» **What needs to be done**
Could you rewrite the lines of the data from the line holding "wall in the photo above." through the line holding "(1103, 635)", inclusive, substituting "silver car" for "white car" and changing nothing else? Return only those lines.

Begin Input material

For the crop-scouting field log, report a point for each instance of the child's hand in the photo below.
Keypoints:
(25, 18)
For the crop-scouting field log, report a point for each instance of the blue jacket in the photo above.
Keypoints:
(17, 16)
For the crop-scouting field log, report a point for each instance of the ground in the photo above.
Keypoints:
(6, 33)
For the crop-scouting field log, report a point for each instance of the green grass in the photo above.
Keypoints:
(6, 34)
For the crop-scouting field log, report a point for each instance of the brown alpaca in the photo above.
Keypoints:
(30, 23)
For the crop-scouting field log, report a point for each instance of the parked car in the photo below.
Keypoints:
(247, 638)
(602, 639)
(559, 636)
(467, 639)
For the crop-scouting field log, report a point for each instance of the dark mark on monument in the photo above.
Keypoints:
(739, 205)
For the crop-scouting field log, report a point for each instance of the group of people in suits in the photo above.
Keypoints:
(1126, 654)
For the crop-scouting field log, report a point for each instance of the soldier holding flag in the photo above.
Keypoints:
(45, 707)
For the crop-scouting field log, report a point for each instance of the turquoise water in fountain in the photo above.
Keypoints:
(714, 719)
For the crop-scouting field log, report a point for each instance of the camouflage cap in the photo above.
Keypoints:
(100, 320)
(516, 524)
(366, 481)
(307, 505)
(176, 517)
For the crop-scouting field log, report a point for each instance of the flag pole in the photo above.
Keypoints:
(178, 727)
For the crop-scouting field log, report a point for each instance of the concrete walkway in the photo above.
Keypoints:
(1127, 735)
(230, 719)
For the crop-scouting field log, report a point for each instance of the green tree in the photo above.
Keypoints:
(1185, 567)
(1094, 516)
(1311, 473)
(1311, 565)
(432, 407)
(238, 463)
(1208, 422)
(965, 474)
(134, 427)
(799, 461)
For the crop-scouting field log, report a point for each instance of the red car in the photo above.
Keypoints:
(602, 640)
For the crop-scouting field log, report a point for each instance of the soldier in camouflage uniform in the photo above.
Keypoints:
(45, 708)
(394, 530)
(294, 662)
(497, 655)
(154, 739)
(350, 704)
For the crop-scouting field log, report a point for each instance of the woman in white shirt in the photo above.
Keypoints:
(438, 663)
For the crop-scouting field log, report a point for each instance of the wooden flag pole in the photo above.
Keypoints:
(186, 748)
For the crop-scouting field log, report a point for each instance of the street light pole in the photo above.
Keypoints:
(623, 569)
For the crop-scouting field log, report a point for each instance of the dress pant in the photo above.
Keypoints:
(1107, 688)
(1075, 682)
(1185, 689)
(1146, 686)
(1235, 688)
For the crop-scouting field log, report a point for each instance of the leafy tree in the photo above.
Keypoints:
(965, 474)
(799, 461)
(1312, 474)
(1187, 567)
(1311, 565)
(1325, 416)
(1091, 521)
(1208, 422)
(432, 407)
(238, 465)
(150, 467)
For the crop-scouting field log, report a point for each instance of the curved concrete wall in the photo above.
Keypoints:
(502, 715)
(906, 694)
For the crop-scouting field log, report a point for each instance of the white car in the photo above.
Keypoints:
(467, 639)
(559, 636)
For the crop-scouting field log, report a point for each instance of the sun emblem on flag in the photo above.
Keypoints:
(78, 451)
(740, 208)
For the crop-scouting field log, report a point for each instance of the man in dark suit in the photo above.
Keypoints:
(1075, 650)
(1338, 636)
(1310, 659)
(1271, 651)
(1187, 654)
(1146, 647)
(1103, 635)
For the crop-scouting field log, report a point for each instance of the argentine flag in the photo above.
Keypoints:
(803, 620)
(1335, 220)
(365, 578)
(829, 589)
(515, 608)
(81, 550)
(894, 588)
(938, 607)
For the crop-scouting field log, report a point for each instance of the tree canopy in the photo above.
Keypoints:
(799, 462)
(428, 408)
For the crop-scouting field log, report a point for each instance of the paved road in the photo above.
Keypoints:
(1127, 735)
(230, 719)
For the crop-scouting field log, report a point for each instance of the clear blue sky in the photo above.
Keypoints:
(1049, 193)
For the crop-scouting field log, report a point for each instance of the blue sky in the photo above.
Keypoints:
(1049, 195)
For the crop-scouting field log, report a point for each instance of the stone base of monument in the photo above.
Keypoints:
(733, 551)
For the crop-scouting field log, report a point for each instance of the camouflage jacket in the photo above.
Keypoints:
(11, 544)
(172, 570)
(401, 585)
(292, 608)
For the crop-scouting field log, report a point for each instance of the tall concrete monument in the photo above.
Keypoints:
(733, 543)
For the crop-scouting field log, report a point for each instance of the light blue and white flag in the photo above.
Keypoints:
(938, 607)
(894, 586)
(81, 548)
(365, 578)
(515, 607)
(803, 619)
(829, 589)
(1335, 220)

End Input material

» **Answer below**
For the crop-scouting field log, report a point for each instance of the curved concrete wall in the photo above.
Keypoints:
(502, 715)
(906, 694)
For the crop-scouting field log, report a point for each instance of the silver car in the photo above.
Keypoints:
(467, 639)
(559, 636)
For the crop-scouting field log, report a point for each instance of the sun emblem on flag in the photo above.
Keypoints:
(78, 451)
(740, 208)
For the crop-scouting field log, report a point for each instance of the man in dark suit in the photo above.
Keypoints:
(1075, 650)
(1338, 636)
(1310, 659)
(1271, 651)
(1187, 654)
(1146, 647)
(1103, 635)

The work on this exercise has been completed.